__Required task__
Copy out only those lines running from the line with "# test: locate points for every instance of the roof" to the end of the listing, keeping each one exactly as it is.
* START Record excerpts *
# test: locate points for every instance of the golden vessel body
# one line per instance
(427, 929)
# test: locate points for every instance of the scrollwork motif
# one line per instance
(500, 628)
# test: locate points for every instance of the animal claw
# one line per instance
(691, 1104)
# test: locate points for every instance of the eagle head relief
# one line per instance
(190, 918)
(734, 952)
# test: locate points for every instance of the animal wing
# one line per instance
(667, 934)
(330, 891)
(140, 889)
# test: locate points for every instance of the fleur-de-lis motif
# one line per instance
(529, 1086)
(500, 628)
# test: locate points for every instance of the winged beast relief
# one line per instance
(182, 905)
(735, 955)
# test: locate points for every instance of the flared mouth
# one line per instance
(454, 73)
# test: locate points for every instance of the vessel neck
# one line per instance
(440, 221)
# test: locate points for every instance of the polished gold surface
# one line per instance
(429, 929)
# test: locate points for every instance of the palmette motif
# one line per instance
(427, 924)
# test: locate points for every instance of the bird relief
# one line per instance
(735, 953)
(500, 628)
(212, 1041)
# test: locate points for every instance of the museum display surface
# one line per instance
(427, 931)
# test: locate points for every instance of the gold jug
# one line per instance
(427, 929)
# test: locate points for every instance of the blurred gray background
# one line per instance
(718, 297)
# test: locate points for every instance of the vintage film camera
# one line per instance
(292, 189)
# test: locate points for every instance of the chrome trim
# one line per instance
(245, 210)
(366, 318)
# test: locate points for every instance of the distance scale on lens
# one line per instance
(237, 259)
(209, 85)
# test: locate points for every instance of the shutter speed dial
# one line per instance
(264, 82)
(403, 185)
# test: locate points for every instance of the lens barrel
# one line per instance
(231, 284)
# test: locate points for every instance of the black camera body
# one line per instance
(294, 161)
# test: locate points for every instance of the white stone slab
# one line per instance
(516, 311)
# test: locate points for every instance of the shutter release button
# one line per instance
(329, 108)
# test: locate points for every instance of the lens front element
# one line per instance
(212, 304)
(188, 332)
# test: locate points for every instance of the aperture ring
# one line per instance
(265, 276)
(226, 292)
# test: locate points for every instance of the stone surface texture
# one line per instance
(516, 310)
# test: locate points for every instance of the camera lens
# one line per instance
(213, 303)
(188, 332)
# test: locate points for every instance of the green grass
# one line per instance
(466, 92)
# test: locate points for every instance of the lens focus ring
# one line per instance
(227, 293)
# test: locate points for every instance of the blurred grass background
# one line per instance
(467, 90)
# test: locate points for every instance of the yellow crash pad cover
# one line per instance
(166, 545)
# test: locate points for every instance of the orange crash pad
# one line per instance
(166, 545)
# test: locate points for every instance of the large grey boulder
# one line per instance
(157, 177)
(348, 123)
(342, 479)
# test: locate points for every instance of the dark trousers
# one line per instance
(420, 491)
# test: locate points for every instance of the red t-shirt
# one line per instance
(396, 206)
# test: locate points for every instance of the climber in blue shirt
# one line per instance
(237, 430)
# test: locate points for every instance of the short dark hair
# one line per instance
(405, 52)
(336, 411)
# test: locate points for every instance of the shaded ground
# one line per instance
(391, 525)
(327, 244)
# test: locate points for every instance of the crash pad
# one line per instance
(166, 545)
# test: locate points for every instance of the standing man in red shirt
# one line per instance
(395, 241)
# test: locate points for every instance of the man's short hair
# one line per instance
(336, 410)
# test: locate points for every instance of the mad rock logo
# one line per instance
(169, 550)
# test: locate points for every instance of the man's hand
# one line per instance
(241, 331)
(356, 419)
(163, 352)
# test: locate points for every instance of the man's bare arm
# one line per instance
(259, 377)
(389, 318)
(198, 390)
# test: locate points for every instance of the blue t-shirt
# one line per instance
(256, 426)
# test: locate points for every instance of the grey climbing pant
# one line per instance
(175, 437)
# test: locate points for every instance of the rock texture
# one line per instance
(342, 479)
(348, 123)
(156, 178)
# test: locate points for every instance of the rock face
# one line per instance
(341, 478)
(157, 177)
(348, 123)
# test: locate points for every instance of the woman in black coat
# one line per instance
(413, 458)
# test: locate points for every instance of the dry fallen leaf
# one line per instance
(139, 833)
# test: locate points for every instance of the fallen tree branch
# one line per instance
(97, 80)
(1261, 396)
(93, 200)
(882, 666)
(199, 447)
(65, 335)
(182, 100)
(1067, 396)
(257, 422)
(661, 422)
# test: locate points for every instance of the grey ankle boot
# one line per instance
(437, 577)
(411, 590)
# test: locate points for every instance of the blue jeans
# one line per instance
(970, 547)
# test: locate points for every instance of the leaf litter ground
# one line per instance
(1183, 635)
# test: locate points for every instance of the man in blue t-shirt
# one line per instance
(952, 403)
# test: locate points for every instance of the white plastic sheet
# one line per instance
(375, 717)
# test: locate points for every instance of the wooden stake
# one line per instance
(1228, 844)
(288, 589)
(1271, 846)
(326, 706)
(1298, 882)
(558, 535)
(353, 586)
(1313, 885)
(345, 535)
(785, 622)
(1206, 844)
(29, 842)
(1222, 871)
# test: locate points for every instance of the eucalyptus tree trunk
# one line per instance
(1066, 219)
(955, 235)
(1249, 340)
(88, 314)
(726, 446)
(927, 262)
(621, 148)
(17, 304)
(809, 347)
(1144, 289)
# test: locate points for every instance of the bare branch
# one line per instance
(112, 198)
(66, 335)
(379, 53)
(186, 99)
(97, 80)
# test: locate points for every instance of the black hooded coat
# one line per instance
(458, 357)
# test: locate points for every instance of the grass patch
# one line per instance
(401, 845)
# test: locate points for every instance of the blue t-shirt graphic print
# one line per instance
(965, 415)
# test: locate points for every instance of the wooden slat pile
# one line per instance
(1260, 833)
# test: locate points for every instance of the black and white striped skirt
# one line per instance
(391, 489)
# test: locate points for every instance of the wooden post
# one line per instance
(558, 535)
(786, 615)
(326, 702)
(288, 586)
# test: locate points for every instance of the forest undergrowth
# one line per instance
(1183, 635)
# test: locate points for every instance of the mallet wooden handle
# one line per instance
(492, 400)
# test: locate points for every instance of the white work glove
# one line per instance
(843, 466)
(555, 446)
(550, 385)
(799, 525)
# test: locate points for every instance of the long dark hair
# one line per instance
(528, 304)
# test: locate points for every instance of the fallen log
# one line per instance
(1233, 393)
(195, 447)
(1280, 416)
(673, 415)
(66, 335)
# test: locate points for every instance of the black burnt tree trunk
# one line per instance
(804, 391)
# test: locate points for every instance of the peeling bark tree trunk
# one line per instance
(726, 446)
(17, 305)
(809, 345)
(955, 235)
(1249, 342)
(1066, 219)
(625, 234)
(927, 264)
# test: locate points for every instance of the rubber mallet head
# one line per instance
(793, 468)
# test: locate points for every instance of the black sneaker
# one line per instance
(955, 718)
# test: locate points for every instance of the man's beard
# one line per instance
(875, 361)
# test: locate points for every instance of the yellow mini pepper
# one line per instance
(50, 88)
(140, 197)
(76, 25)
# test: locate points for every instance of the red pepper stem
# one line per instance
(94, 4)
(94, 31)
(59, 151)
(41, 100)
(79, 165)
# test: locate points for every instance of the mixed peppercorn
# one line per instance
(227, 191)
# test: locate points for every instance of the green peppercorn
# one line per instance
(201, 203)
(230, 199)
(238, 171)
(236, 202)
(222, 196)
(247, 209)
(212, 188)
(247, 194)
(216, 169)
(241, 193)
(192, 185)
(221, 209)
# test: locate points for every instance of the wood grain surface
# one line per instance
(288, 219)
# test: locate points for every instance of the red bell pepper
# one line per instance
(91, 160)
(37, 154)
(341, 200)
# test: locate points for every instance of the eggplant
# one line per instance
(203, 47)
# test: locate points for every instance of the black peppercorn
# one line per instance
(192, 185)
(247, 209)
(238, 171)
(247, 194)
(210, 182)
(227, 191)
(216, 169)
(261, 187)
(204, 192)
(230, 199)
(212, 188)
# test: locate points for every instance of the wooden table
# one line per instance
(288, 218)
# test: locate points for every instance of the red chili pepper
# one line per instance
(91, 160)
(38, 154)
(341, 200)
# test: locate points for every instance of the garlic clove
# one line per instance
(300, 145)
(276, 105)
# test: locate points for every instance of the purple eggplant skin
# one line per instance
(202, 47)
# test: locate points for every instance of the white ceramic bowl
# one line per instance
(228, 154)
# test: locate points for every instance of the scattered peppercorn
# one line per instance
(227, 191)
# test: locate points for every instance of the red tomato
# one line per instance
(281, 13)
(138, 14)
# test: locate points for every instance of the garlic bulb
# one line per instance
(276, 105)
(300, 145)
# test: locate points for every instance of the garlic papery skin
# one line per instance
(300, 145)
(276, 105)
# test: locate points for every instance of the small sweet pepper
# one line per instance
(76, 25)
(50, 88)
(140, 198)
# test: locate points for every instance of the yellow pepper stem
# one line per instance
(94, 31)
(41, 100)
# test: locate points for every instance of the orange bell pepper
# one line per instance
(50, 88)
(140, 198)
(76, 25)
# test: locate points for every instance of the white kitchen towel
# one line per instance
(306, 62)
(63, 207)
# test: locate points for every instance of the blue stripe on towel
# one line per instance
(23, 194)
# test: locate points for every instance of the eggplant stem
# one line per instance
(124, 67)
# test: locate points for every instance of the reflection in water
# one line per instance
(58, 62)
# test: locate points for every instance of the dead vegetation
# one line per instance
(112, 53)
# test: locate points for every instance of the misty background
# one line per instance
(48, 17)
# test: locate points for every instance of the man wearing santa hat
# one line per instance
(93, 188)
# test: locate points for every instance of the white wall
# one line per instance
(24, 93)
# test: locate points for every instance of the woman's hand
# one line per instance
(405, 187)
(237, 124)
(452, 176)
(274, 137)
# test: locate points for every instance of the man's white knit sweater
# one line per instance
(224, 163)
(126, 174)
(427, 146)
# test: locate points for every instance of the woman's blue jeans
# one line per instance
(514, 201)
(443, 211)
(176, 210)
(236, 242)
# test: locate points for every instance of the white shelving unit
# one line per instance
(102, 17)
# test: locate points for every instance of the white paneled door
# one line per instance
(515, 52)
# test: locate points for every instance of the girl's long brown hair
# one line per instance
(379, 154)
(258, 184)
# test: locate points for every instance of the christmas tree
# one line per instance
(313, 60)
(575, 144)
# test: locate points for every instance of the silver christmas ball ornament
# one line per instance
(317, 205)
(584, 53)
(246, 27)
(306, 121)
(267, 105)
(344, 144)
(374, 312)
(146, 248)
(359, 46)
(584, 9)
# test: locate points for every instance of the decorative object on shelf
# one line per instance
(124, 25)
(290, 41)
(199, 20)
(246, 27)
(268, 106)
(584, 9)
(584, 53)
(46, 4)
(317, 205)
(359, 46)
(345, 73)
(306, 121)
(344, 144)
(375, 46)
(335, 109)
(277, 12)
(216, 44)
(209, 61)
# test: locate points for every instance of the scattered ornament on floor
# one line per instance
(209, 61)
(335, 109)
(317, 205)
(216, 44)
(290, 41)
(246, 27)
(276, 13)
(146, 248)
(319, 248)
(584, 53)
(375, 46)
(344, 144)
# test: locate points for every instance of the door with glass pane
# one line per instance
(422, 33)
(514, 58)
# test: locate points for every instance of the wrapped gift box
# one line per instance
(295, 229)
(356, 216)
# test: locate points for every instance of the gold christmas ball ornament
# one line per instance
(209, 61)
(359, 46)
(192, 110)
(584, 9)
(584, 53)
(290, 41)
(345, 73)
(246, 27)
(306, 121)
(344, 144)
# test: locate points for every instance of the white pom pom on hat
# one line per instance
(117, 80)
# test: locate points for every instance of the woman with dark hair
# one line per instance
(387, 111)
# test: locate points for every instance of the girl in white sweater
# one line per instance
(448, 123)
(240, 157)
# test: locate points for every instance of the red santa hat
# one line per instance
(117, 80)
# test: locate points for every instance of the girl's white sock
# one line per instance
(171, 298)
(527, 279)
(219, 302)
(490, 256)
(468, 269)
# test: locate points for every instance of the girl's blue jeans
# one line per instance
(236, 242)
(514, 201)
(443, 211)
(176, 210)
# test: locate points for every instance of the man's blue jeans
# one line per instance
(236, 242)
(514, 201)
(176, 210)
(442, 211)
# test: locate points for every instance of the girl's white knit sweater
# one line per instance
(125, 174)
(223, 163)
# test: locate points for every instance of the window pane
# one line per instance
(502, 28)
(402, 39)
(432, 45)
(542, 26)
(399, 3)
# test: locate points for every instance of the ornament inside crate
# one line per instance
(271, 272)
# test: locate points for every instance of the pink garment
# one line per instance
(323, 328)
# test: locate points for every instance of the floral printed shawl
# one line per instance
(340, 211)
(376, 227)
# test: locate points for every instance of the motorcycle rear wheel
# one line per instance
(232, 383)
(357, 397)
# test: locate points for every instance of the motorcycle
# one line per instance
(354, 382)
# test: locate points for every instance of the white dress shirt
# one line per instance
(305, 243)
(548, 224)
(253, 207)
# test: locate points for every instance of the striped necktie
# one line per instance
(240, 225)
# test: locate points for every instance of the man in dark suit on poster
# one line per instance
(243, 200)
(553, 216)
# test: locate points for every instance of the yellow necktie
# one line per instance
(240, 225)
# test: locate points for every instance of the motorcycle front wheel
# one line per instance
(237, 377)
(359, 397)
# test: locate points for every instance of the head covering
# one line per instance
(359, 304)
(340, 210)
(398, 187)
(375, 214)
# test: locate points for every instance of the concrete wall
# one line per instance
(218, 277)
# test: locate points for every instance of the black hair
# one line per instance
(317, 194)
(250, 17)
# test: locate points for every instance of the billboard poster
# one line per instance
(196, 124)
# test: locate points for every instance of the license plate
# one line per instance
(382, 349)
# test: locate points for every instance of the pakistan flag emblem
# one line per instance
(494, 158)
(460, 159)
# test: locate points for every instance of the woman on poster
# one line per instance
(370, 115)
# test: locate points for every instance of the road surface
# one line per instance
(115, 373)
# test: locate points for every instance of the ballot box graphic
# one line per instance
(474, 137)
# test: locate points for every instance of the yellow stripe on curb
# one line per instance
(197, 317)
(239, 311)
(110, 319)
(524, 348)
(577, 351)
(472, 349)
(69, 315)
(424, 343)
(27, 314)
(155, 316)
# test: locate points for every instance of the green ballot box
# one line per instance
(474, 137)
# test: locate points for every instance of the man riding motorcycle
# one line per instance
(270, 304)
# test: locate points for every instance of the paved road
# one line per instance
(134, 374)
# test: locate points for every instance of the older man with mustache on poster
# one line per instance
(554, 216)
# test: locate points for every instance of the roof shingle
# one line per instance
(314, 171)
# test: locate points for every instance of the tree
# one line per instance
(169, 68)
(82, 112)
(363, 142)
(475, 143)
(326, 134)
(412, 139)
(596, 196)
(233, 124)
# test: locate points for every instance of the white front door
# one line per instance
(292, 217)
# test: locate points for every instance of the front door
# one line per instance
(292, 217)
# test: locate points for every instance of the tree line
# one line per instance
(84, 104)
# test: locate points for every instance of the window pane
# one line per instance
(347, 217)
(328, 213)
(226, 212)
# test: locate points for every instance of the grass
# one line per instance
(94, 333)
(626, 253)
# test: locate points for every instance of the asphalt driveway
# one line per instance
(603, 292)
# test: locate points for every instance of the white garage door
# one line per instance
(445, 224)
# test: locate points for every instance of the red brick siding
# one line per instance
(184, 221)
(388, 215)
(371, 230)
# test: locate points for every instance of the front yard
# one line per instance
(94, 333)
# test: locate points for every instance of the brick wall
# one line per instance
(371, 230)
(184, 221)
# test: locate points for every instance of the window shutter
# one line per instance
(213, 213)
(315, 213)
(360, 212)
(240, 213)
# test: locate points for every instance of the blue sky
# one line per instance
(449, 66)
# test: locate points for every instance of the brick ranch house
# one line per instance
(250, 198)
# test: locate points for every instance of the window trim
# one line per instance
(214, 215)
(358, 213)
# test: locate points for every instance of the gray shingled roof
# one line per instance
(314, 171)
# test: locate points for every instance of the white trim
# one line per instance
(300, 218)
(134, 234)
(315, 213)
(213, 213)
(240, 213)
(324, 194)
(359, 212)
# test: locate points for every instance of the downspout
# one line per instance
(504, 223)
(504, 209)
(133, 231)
* END Record excerpts *
__Expected output__
# test: locate points for every instance of the roof shingle
# one line per instance
(314, 171)
# test: locate points for every instance of the tree
# one line per instance
(169, 68)
(82, 112)
(363, 142)
(475, 143)
(326, 134)
(412, 139)
(596, 196)
(233, 124)
# test: locate points for every instance of the white front door
# one line per instance
(292, 217)
# test: locate points for every instance of the front door
# one line per instance
(292, 217)
# test: locate points for every instance of the tree line
# one line per instance
(84, 104)
# test: locate points for every instance of the window pane
# one line per instance
(347, 217)
(328, 213)
(226, 212)
# test: locate points for every instance of the grass
# one line per instance
(94, 333)
(626, 253)
# test: locate points for every instance of the asphalt driveway
# one line per instance
(603, 292)
# test: locate points for every instance of the white garage door
# one line per instance
(445, 224)
# test: locate points for every instance of the red brick siding
# one line per instance
(184, 221)
(388, 215)
(371, 230)
# test: locate points for every instance of the front yard
# one line per instance
(94, 333)
# test: locate points for every instance of the brick wall
# one line per instance
(371, 230)
(184, 221)
# test: locate points for every instance of the window shutter
# one line per instance
(213, 213)
(315, 213)
(360, 212)
(240, 213)
# test: locate points for every instance of the blue sky
# one line per instance
(449, 66)
# test: locate points for every instance of the brick ranch house
# one line per instance
(250, 198)
# test: locate points for every instance of the window trim
# one line per instance
(214, 215)
(358, 213)
# test: locate points for every instance of the gray shingled roof
# one line per instance
(314, 171)
# test: locate points for every instance of the white trim
# one line per instance
(300, 218)
(134, 234)
(315, 213)
(213, 213)
(240, 213)
(324, 194)
(359, 212)
# test: locate points for every instance of the downspout
# one line per instance
(504, 223)
(504, 209)
(133, 231)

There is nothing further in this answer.